Find every line containing the word "droplet" in the records below; report only how many there are.

(Collection entries)
════════

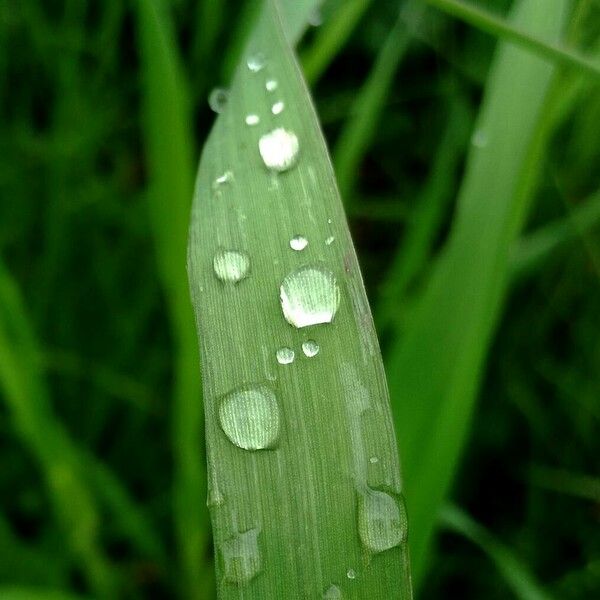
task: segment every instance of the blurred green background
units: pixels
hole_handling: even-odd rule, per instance
[[[211,597],[205,508],[186,508],[204,494],[186,215],[208,95],[259,4],[0,2],[0,598]],[[563,44],[598,58],[600,3],[567,4]],[[487,144],[498,39],[418,1],[311,20],[298,51],[389,365]],[[600,596],[599,81],[558,68],[423,598]]]

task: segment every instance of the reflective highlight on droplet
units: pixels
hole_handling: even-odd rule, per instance
[[[358,505],[358,534],[370,552],[384,552],[406,539],[404,505],[385,492],[366,490]]]
[[[238,533],[221,545],[225,580],[230,583],[248,583],[262,568],[258,547],[258,529]]]
[[[331,271],[308,265],[285,277],[280,300],[286,321],[300,329],[331,323],[340,304],[340,290]]]
[[[340,600],[342,598],[342,590],[337,585],[332,585],[323,594],[325,600]]]
[[[246,61],[248,69],[250,69],[250,71],[252,71],[253,73],[258,73],[259,71],[262,71],[265,68],[266,64],[267,59],[262,52],[257,52],[256,54],[249,56],[248,60]]]
[[[233,181],[233,172],[232,171],[225,171],[225,173],[223,173],[223,175],[219,175],[219,177],[216,177],[215,180],[212,183],[212,189],[215,192],[218,192],[219,189],[225,185],[226,183],[230,183]]]
[[[280,100],[279,102],[275,102],[275,104],[273,104],[273,106],[271,107],[271,112],[274,115],[279,115],[283,112],[284,108],[285,104]]]
[[[307,356],[308,358],[312,358],[319,354],[319,350],[319,344],[317,344],[315,340],[306,340],[305,342],[302,342],[302,352],[304,352],[304,356]]]
[[[215,88],[208,95],[208,105],[211,110],[220,114],[225,110],[229,100],[229,90],[225,88]]]
[[[300,146],[295,133],[279,127],[260,138],[258,149],[268,169],[282,172],[296,164]]]
[[[287,347],[279,348],[275,354],[277,356],[277,362],[280,365],[289,365],[290,363],[293,363],[296,356],[296,353],[291,348]]]
[[[356,579],[356,571],[354,569],[348,569],[346,577],[348,577],[348,579]]]
[[[279,84],[277,83],[277,81],[275,79],[269,79],[265,83],[265,89],[267,90],[267,92],[274,92],[277,89],[278,85]]]
[[[246,125],[258,125],[260,123],[260,117],[258,115],[247,115]]]
[[[215,253],[213,268],[221,281],[237,283],[248,277],[250,257],[246,252],[221,248]]]
[[[234,390],[221,401],[219,421],[229,441],[239,448],[272,448],[279,437],[277,398],[263,385]]]
[[[308,240],[303,235],[295,235],[290,240],[290,248],[292,250],[297,250],[299,252],[300,250],[304,250],[306,246],[308,246]]]
[[[327,246],[331,246],[331,244],[333,244],[333,242],[335,242],[335,238],[334,238],[332,235],[330,235],[330,236],[329,236],[329,237],[328,237],[328,238],[325,240],[325,244],[326,244]]]

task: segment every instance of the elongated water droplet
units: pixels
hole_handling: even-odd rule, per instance
[[[354,569],[348,569],[346,577],[348,577],[348,579],[356,579],[356,571]]]
[[[225,579],[230,583],[248,583],[262,568],[258,547],[258,529],[238,533],[221,546]]]
[[[265,83],[265,88],[267,92],[274,92],[277,89],[278,83],[275,79],[269,79],[267,83]]]
[[[325,600],[340,600],[342,598],[342,590],[337,585],[332,585],[323,594]]]
[[[260,117],[258,115],[247,115],[246,125],[258,125],[260,123]]]
[[[329,236],[329,237],[328,237],[328,238],[325,240],[325,243],[326,243],[328,246],[331,246],[331,244],[333,244],[333,242],[335,242],[335,238],[334,238],[332,235],[330,235],[330,236]]]
[[[488,145],[488,136],[482,129],[477,129],[471,136],[471,144],[476,148],[485,148]]]
[[[376,463],[379,462],[379,459],[376,456],[371,456],[371,458],[369,459],[369,462],[374,465]]]
[[[248,57],[246,64],[248,65],[248,69],[250,69],[250,71],[253,73],[258,73],[265,68],[267,59],[262,52],[257,52],[256,54]]]
[[[308,24],[311,27],[320,27],[323,24],[323,14],[321,13],[321,7],[317,6],[308,15]]]
[[[280,300],[286,321],[300,329],[331,323],[340,304],[340,289],[331,271],[308,265],[285,277]]]
[[[275,102],[275,104],[273,104],[273,106],[271,107],[271,112],[274,115],[279,115],[283,112],[284,108],[285,104],[280,100],[279,102]]]
[[[258,149],[268,169],[282,172],[296,164],[300,146],[295,133],[279,127],[260,138]]]
[[[208,95],[208,105],[211,110],[220,114],[225,110],[229,100],[229,90],[224,88],[215,88]]]
[[[294,362],[296,353],[291,348],[279,348],[276,352],[277,362],[280,365],[289,365]]]
[[[213,258],[215,275],[221,281],[237,283],[248,277],[250,257],[239,250],[217,250]]]
[[[302,352],[304,352],[304,355],[308,356],[308,358],[312,358],[319,354],[319,350],[319,344],[317,344],[315,340],[306,340],[305,342],[302,342]]]
[[[304,248],[306,248],[306,246],[308,246],[308,240],[303,236],[303,235],[295,235],[291,240],[290,240],[290,248],[292,250],[304,250]]]
[[[371,552],[384,552],[398,546],[407,533],[404,505],[385,492],[366,490],[359,500],[358,533]]]
[[[233,181],[233,172],[225,171],[225,173],[223,173],[223,175],[219,175],[219,177],[215,178],[215,180],[212,183],[212,189],[215,192],[218,192],[222,186],[224,186],[225,184],[230,183],[232,181]]]
[[[225,435],[244,450],[272,448],[279,437],[279,406],[266,386],[245,387],[227,394],[219,406]]]

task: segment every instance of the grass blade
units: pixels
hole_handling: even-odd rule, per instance
[[[574,68],[596,80],[600,79],[600,63],[582,56],[575,50],[547,42],[544,37],[532,35],[530,31],[527,31],[522,26],[517,27],[482,8],[473,6],[463,0],[425,1],[483,31],[515,42],[524,48],[532,50],[541,57],[556,61],[561,66]]]
[[[85,600],[82,596],[34,587],[0,587],[2,600]]]
[[[520,600],[550,600],[529,569],[509,548],[496,540],[484,527],[456,506],[444,506],[440,513],[444,527],[477,544],[493,561],[516,598]]]
[[[406,599],[402,490],[379,350],[325,143],[275,6],[265,3],[204,148],[190,228],[219,597],[321,597],[337,586],[349,598]],[[246,59],[259,56],[253,72]],[[275,93],[265,89],[270,79]],[[275,101],[284,102],[280,114]],[[259,123],[246,125],[248,114]],[[258,147],[277,127],[294,132],[300,148],[281,173],[267,170]],[[298,234],[308,240],[301,251],[290,247]],[[302,304],[303,274],[330,316],[337,281],[333,323],[286,322],[280,286],[289,276],[289,296]],[[295,352],[290,364],[276,359],[282,347]],[[372,535],[376,514],[387,529]]]
[[[565,9],[566,2],[549,10],[539,0],[523,0],[514,24],[556,38]],[[507,285],[509,249],[531,201],[545,142],[538,123],[553,72],[521,48],[498,50],[449,240],[387,361],[417,581],[470,423]]]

════════

▶ Result of the task
2